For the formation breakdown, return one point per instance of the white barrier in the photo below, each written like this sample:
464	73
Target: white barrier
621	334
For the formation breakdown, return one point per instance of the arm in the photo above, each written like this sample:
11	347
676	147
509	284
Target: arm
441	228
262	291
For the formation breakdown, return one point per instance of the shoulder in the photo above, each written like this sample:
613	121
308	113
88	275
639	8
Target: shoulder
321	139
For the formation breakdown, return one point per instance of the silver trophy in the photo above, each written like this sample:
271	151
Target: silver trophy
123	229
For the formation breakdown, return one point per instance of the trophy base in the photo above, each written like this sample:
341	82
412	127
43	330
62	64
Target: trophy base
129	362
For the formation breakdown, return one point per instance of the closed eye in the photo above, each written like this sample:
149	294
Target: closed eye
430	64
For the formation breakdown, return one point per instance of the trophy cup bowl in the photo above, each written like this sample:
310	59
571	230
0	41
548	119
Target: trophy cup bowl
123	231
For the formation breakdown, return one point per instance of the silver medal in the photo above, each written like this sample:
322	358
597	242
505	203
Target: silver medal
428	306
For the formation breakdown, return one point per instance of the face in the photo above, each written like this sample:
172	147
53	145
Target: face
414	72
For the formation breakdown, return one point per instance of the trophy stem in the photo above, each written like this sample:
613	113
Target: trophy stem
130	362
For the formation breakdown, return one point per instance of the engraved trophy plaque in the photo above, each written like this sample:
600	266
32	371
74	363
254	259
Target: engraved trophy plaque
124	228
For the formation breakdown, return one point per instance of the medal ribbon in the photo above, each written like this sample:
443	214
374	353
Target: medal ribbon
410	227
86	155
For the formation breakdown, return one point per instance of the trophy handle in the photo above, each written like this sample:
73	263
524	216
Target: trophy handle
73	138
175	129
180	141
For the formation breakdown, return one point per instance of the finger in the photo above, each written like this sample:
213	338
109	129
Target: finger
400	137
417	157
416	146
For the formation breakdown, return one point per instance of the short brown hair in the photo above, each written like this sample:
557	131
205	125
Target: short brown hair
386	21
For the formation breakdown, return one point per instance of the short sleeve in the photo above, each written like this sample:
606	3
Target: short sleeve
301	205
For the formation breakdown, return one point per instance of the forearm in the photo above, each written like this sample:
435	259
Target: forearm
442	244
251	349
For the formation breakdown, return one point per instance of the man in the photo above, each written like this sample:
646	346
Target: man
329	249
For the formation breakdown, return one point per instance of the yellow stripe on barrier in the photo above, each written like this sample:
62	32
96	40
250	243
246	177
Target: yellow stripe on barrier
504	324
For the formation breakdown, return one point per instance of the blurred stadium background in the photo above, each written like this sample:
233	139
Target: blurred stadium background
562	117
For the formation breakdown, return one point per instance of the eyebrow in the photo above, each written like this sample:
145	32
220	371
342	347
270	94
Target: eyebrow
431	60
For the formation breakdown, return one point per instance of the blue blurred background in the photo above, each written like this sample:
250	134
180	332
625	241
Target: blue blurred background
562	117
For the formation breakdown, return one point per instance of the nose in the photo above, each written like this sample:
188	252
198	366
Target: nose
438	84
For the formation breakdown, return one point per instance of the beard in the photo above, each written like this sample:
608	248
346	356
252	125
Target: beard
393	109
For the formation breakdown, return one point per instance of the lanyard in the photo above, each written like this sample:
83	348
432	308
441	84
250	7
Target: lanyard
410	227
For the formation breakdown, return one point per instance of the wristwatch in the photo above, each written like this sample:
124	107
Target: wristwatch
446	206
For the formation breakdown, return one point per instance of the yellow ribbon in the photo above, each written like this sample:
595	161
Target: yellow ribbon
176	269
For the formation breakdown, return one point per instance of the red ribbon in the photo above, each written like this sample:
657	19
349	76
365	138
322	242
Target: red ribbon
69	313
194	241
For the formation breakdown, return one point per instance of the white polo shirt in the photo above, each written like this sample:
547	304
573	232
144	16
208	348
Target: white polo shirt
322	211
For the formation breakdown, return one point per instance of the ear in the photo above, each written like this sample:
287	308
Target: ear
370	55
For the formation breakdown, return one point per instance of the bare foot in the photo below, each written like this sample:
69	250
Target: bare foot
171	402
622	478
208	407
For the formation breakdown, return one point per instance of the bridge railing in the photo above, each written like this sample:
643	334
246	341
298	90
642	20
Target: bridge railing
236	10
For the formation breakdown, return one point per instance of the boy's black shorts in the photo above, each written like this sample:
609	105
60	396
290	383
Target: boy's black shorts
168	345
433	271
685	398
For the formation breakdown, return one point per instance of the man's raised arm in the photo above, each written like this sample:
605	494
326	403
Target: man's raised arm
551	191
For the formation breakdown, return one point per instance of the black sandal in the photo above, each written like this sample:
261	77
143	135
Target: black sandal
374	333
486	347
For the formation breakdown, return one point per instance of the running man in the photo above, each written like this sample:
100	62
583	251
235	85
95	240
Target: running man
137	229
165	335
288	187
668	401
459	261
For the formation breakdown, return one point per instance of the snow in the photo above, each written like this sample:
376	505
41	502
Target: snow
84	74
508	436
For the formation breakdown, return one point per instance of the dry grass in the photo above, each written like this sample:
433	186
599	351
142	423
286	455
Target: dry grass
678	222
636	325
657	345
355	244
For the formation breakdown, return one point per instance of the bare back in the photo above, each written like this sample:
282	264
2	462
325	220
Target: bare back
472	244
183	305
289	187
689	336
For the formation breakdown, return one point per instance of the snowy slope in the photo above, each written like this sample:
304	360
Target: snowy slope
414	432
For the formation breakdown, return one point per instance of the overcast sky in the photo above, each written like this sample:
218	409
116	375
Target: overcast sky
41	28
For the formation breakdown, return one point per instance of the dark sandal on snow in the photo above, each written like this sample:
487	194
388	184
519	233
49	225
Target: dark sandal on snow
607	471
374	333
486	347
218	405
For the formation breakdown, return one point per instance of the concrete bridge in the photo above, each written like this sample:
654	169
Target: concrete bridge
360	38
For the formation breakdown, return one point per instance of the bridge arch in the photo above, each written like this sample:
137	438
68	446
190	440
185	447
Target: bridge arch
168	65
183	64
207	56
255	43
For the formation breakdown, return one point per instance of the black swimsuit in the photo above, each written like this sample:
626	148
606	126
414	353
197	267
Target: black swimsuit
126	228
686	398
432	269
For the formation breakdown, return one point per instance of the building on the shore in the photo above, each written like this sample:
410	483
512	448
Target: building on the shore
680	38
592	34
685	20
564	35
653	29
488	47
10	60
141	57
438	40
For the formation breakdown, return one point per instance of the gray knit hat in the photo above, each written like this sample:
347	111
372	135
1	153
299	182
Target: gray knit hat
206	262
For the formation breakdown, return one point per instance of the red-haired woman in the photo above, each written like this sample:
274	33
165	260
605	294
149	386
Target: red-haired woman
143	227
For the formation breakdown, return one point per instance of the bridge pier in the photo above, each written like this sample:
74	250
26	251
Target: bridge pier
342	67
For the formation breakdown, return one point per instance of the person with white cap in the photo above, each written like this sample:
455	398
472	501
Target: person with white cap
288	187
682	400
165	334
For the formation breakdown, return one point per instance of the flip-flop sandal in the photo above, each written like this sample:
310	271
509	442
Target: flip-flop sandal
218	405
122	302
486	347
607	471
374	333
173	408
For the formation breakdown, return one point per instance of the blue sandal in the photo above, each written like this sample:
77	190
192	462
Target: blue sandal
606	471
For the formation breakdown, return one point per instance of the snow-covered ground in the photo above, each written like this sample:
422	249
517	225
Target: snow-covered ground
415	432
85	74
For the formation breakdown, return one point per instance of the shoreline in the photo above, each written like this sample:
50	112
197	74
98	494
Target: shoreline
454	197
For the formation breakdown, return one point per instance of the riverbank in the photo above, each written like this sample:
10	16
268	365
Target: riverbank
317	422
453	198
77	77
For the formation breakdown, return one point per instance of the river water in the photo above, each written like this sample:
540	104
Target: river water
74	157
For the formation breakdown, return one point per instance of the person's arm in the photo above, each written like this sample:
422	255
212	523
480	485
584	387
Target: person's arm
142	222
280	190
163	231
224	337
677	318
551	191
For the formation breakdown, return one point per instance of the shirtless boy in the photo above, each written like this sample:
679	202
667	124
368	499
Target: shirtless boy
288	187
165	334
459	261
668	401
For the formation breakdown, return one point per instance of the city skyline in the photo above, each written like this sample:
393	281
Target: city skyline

- **YOUR INSTRUCTIONS**
If a line in the data above contains "city", return that line.

- **ANSWER SECTION**
For the formation breakdown, return one point per instance of the city skyline in the photo above, each written like this sample:
Target: city skyline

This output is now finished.